EXERCISE INSTRUCTIONS
Put the stretch from the start of the listing through the line containing "POLYGON ((131 145, 131" into a Markdown table with the columns Row and Line, where Row gives each line's number and Line gives the line itself. Leave out blank lines.

[Annotation listing]
[Start]

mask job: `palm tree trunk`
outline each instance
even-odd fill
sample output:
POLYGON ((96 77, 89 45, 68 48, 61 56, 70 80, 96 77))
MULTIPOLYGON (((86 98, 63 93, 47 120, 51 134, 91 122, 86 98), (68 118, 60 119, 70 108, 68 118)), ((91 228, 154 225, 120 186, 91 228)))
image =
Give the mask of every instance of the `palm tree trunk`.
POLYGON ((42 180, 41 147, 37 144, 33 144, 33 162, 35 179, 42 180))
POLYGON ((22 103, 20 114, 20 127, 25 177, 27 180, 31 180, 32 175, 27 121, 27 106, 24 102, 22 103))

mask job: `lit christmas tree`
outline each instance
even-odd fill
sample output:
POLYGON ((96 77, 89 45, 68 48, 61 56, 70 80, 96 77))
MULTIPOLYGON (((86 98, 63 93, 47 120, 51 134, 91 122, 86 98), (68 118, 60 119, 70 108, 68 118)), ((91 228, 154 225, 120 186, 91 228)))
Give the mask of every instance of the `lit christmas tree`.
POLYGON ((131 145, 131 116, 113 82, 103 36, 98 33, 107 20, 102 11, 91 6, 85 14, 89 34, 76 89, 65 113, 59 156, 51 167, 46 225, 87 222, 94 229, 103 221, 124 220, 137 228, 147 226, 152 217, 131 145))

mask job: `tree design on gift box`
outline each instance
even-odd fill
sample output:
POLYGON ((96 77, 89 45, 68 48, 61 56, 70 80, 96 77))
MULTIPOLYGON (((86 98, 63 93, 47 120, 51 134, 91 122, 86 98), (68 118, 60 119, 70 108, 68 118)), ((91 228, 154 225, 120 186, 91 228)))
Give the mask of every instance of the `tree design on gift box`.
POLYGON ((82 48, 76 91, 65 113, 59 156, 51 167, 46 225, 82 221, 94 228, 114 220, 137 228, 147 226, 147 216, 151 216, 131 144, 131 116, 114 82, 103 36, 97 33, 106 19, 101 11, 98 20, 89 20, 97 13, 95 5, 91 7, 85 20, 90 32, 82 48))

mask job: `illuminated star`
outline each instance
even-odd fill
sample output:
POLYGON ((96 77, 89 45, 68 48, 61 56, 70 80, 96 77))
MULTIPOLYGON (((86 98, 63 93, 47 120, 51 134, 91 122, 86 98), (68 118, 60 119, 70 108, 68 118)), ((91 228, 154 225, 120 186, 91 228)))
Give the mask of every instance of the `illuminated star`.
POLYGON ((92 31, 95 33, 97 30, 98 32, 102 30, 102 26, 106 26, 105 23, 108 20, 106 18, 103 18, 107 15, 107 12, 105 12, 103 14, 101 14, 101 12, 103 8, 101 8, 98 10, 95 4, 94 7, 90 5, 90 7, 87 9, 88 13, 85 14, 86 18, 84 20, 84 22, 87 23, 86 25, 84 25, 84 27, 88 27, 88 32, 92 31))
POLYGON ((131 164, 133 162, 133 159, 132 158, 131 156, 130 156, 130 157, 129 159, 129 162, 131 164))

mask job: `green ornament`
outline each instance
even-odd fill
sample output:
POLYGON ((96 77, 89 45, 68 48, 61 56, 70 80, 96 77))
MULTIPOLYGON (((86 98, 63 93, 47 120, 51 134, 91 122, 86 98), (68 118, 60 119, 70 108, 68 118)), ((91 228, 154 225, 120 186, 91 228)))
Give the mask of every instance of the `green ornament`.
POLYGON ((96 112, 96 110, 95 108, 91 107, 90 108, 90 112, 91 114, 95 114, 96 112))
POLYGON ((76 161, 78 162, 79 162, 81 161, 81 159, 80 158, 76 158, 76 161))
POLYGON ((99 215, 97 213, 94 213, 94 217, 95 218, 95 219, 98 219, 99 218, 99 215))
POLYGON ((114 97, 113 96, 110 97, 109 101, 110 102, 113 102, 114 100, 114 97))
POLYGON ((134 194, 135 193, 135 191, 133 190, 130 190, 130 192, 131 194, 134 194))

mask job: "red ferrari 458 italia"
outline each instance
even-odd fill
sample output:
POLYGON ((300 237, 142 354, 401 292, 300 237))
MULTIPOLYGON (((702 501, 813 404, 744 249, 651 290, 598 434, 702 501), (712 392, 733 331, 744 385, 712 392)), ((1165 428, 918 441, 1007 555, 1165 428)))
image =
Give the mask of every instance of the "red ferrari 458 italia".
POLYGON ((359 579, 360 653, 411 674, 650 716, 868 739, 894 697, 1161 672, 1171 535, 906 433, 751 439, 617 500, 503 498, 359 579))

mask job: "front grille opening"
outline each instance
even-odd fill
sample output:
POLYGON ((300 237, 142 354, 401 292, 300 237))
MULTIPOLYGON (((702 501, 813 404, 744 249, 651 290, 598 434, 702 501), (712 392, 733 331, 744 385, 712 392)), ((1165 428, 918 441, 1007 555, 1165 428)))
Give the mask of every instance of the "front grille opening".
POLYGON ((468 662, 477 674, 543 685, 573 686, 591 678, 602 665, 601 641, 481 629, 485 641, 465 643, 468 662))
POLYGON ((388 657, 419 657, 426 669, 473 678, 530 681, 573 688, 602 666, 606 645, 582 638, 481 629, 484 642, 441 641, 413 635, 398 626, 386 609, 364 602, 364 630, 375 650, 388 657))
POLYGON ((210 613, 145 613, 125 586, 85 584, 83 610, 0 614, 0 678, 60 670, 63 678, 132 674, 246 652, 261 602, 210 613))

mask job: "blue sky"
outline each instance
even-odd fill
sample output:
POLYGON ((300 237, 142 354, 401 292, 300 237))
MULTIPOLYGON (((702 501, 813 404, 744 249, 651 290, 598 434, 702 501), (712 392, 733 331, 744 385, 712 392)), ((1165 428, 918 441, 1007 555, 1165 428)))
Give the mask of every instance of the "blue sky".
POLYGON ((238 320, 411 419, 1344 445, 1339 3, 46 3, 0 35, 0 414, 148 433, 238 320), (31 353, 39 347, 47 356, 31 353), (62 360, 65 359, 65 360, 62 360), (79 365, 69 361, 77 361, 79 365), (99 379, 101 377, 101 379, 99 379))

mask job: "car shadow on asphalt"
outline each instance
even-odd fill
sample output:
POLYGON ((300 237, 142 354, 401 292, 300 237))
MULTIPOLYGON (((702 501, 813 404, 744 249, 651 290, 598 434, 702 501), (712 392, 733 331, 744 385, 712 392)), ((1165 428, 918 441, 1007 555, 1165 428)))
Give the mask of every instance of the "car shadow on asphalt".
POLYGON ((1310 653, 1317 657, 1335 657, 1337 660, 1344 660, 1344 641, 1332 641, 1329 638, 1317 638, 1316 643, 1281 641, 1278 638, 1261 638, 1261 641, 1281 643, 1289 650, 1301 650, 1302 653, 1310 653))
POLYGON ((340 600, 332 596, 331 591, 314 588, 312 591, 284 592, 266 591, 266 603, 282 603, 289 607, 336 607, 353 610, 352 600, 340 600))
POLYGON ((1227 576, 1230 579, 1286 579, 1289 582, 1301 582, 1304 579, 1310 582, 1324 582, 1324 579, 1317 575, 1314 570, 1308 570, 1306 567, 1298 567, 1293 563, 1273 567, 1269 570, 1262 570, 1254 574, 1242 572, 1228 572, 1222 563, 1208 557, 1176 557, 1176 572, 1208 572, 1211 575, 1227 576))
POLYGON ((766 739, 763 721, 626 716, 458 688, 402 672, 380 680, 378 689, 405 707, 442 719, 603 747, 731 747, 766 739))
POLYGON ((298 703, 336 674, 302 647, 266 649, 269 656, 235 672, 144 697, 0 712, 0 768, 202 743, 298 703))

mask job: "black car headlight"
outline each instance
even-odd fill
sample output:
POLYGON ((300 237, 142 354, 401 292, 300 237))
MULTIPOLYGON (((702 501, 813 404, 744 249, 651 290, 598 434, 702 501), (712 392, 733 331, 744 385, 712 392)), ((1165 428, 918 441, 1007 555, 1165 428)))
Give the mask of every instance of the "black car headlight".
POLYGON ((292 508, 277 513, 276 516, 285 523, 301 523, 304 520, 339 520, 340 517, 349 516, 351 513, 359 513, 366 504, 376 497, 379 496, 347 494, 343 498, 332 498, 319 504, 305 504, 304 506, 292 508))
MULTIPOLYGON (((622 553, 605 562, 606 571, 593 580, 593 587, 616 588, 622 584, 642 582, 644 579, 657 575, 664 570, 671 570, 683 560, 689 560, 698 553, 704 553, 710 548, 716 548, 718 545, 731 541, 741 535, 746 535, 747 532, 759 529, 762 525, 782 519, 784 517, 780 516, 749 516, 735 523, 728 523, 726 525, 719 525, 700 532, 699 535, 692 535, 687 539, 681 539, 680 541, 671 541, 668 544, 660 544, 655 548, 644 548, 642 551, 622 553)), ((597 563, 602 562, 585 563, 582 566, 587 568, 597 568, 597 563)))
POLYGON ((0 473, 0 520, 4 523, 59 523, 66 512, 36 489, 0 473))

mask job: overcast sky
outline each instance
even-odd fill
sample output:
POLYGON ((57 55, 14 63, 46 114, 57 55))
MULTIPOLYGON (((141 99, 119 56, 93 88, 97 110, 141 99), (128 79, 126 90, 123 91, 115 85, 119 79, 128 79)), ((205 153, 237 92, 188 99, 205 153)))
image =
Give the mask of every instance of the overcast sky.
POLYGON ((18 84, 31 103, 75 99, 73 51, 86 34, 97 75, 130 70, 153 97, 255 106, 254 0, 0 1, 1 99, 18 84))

[End]

OUTPUT OF THE EXERCISE
| Row | Line |
|---|---|
| 1 | mask job: `palm tree trunk` |
| 2 | outline each instance |
| 3 | even-odd fill |
| 4 | sample output: |
| 5 | POLYGON ((96 77, 89 45, 68 48, 61 56, 70 80, 96 77)) |
| 6 | MULTIPOLYGON (((86 98, 63 93, 47 120, 51 134, 91 122, 86 98), (68 118, 60 119, 70 108, 68 118)), ((91 228, 154 225, 120 186, 91 228))) |
| 7 | image = |
| 8 | Give the mask of every instance of the `palm tree trunk`. |
| 9 | POLYGON ((42 180, 41 147, 37 144, 33 144, 33 162, 35 179, 42 180)) |
| 10 | POLYGON ((22 103, 20 114, 20 127, 25 177, 27 180, 31 180, 32 175, 27 121, 27 106, 24 102, 22 103)) |
| 11 | mask job: `lit christmas tree` |
| 12 | outline each instance |
| 13 | even-odd fill |
| 14 | sample output: |
| 15 | POLYGON ((96 77, 89 45, 68 48, 61 56, 70 80, 96 77)) |
| 16 | MULTIPOLYGON (((86 98, 63 93, 47 120, 51 134, 91 122, 86 98), (68 118, 60 119, 70 108, 68 118)), ((91 228, 154 225, 120 186, 91 228))) |
| 17 | Give the mask of every instance of the `lit christmas tree`. |
| 18 | POLYGON ((131 145, 131 116, 113 82, 103 36, 98 33, 107 20, 102 11, 91 6, 85 14, 89 34, 76 89, 65 113, 59 156, 51 167, 46 225, 87 222, 94 229, 103 221, 124 220, 137 228, 147 226, 152 217, 131 145)) |